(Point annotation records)
——

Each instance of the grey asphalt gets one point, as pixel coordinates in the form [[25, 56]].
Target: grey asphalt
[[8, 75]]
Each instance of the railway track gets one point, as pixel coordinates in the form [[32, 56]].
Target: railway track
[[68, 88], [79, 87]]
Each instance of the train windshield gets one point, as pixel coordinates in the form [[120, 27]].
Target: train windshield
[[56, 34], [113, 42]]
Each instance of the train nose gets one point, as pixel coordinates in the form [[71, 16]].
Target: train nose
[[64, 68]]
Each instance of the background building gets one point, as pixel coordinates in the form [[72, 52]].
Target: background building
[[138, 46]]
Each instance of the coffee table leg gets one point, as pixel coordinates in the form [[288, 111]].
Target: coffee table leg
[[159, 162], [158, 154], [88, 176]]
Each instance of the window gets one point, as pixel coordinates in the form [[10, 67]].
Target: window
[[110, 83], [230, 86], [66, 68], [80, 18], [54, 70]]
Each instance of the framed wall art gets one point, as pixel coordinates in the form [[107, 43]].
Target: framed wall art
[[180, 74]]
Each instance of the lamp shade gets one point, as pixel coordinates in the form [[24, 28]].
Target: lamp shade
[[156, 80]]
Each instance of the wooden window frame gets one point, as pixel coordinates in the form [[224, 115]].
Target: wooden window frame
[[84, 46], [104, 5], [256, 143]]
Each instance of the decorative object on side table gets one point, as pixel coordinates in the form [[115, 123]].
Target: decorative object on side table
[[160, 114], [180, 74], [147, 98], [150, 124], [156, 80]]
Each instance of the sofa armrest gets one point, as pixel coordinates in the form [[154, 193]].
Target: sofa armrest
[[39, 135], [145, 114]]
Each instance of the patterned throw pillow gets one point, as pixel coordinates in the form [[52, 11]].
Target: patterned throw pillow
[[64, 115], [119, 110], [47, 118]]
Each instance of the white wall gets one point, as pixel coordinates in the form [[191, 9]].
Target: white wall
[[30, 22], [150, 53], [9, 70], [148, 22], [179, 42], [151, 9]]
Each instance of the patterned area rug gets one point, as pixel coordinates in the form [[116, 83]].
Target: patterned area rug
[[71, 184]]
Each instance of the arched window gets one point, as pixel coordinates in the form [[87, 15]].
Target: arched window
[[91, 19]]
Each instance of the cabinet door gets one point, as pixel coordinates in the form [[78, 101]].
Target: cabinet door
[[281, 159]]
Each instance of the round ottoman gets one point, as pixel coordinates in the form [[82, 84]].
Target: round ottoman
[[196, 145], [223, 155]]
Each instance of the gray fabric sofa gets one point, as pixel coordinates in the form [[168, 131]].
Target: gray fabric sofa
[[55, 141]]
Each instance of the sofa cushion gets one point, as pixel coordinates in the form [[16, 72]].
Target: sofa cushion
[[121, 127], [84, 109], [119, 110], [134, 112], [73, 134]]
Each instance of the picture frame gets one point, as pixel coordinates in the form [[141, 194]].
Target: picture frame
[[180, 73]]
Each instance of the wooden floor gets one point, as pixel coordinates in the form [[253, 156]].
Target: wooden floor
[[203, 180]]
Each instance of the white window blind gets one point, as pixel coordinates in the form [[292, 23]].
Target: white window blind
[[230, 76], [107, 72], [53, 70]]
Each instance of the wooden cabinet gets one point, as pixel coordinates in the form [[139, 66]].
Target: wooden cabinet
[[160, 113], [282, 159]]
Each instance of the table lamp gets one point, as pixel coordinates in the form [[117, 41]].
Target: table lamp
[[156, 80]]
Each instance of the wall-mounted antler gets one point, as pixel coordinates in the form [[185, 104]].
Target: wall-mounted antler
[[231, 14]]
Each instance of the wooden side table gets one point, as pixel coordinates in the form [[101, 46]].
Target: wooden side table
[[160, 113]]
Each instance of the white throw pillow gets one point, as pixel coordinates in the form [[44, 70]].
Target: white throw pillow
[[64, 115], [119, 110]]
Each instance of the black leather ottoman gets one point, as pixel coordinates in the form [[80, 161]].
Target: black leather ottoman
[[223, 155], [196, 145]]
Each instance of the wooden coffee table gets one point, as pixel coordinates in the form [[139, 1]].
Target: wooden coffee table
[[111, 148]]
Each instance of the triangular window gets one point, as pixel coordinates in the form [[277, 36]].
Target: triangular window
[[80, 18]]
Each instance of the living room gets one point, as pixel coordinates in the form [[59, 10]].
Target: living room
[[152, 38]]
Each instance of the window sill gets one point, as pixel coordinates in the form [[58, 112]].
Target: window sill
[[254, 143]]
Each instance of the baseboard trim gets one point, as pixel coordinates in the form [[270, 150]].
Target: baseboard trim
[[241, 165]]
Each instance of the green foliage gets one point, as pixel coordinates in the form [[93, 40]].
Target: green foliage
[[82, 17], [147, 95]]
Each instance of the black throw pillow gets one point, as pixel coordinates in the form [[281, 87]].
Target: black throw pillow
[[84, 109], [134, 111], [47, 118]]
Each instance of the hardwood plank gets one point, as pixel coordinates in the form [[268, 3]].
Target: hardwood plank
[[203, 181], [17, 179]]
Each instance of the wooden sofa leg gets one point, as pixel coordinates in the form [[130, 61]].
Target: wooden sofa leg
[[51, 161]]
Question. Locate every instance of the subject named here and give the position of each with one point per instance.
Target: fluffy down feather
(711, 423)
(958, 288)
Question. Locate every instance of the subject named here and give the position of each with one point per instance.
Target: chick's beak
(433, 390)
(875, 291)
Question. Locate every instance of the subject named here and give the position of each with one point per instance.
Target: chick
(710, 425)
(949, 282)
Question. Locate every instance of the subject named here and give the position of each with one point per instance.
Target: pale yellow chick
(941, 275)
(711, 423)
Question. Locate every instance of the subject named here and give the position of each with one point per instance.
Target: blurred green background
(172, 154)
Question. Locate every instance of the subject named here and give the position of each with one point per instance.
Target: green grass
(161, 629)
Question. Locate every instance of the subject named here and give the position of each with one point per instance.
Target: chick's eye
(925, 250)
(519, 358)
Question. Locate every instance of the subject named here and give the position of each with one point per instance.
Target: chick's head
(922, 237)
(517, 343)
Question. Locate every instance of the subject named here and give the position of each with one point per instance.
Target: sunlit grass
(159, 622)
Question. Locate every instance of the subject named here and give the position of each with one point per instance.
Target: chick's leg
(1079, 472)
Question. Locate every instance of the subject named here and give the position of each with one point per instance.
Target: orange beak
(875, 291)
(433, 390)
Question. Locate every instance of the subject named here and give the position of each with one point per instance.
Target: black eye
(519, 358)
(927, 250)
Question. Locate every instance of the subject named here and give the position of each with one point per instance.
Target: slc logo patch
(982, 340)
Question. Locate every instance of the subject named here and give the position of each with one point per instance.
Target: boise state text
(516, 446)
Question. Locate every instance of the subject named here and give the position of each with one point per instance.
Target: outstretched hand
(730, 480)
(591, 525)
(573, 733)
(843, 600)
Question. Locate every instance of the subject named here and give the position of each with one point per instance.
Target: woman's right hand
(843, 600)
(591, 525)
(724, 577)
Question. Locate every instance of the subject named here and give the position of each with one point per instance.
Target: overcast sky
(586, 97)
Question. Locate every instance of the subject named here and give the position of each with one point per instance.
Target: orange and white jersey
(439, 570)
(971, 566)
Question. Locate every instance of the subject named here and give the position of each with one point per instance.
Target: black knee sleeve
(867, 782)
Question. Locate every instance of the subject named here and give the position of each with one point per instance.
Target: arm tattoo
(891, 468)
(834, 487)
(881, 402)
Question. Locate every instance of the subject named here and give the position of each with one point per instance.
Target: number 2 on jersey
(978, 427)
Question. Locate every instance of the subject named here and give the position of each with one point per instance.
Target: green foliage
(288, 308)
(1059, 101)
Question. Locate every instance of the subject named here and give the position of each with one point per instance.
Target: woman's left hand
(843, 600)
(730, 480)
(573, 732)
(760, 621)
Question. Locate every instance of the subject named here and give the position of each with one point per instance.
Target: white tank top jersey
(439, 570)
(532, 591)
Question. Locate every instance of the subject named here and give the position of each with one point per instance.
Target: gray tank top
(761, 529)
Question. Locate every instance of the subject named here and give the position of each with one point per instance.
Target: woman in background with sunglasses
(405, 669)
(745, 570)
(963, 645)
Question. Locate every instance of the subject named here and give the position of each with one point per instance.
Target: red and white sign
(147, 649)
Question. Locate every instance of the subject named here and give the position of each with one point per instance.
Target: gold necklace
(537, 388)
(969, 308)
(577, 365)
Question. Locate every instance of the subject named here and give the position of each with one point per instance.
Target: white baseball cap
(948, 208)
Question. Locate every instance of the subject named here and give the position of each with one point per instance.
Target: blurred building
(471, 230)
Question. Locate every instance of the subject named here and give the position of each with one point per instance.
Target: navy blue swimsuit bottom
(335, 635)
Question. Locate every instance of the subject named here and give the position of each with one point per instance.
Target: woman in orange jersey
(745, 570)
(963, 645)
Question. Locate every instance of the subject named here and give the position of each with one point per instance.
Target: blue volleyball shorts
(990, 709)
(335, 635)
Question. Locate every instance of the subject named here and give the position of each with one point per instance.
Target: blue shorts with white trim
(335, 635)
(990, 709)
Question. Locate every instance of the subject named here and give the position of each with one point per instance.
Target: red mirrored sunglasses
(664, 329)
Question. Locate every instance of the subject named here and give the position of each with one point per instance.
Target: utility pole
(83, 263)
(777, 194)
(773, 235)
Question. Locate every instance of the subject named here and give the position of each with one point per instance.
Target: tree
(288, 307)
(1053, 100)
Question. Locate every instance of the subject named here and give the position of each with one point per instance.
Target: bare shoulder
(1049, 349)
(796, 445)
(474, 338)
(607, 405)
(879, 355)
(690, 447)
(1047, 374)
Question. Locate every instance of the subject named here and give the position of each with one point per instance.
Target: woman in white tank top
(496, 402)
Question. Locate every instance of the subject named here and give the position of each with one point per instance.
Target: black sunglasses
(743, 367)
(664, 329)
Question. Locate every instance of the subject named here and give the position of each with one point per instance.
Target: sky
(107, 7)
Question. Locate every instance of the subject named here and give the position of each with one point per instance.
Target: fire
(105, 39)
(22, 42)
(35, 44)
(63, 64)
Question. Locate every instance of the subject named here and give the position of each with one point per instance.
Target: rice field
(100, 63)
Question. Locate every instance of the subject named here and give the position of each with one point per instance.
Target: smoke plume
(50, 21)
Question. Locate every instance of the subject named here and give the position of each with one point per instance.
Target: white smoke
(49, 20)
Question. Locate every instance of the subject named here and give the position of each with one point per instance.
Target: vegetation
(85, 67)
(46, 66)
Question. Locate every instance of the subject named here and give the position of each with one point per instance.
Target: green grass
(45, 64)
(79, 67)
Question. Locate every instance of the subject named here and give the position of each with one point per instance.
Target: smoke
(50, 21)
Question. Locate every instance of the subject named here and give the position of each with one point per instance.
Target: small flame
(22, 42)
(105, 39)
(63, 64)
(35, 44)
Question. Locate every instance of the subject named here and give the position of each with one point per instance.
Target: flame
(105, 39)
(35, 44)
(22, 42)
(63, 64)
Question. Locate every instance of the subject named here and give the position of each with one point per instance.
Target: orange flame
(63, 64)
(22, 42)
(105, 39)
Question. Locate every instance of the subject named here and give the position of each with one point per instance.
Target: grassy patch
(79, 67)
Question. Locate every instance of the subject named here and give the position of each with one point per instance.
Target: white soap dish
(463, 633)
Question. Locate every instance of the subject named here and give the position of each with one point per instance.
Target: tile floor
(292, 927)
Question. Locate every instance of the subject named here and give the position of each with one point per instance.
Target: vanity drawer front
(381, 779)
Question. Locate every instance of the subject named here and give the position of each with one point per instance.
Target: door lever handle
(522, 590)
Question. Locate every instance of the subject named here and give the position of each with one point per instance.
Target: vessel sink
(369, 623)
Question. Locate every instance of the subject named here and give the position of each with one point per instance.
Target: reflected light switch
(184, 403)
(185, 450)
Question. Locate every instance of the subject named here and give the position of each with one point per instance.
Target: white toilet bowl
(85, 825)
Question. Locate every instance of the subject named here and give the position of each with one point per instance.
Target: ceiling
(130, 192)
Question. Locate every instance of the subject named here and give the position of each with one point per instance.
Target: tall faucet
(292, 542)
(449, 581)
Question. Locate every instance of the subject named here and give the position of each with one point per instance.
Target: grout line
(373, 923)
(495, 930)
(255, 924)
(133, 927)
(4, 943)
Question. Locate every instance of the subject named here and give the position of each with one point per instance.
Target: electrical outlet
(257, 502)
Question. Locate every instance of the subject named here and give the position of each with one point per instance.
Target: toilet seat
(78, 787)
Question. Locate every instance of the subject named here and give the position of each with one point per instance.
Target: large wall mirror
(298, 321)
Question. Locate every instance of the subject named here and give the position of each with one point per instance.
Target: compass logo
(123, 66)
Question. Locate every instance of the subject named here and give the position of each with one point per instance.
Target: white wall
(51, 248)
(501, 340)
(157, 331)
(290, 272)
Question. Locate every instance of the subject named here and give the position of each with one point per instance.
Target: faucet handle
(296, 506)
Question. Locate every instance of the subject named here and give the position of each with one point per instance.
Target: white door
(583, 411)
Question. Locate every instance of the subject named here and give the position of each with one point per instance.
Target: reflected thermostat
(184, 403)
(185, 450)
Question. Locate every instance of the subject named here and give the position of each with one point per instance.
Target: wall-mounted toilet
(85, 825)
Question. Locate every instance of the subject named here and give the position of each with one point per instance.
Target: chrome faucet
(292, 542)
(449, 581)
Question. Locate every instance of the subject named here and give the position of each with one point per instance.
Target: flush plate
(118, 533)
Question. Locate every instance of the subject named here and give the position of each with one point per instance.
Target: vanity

——

Please update the material starting at its first line and ending at the line containing "42], [151, 9]]", changing "pixel coordinates" to "image coordinates" and keeping everything else the same. Give back only those lines.

* **Reply to the task**
Each instance of the grey asphalt gets one point, as image coordinates in the form [[25, 56]].
Target: grey asphalt
[[8, 75]]
Each instance of the railway track gets one point, as image coordinates in the form [[32, 56]].
Target: railway track
[[68, 88], [79, 87]]
Each instance of the train windshield gets one point, as image coordinates in the form [[120, 27]].
Target: train windshield
[[56, 34], [113, 42]]
Each instance of the train nose gets one point, as image coordinates in the form [[71, 16]].
Target: train nose
[[64, 68]]
Each instance of the background building gets one point, as image coordinates in the form [[72, 52]].
Target: background building
[[138, 46]]
Each instance of the coffee table leg gets one point, as image coordinates in the form [[288, 111]].
Target: coffee table leg
[[159, 162], [158, 154], [88, 176]]
Each instance of the window gets one point, as image coordinates in the form [[10, 67]].
Target: window
[[110, 83], [230, 86], [66, 68], [80, 18], [54, 70]]
Each instance of the framed wall art gets one point, as image coordinates in the form [[107, 43]].
Target: framed wall art
[[180, 74]]
Each instance of the lamp shade gets one point, as image coordinates in the form [[24, 28]].
Target: lamp shade
[[156, 80]]
Each instance of the wooden window frame gets one point, as image coordinates in the form [[224, 115]].
Target: wooden window frame
[[84, 46], [104, 5], [256, 143]]
Each instance of the decorative object on side table gets one point, as image coordinates in the form [[115, 123]].
Target: decorative object on side table
[[160, 114], [180, 74], [147, 98], [150, 124], [156, 80]]
Each instance of the sofa armrest gets one point, as image coordinates in the form [[154, 193]].
Target: sofa armrest
[[39, 135], [145, 114]]
Each instance of the patterned throw pillow gets one point, as image coordinates in the form [[52, 11]].
Target: patterned throw pillow
[[64, 115], [119, 110], [47, 118]]
Each instance of the white wall gets one point, as image coordinates in the form [[191, 9]].
Target: white wall
[[30, 22], [150, 53], [9, 70], [148, 22], [179, 42], [151, 9]]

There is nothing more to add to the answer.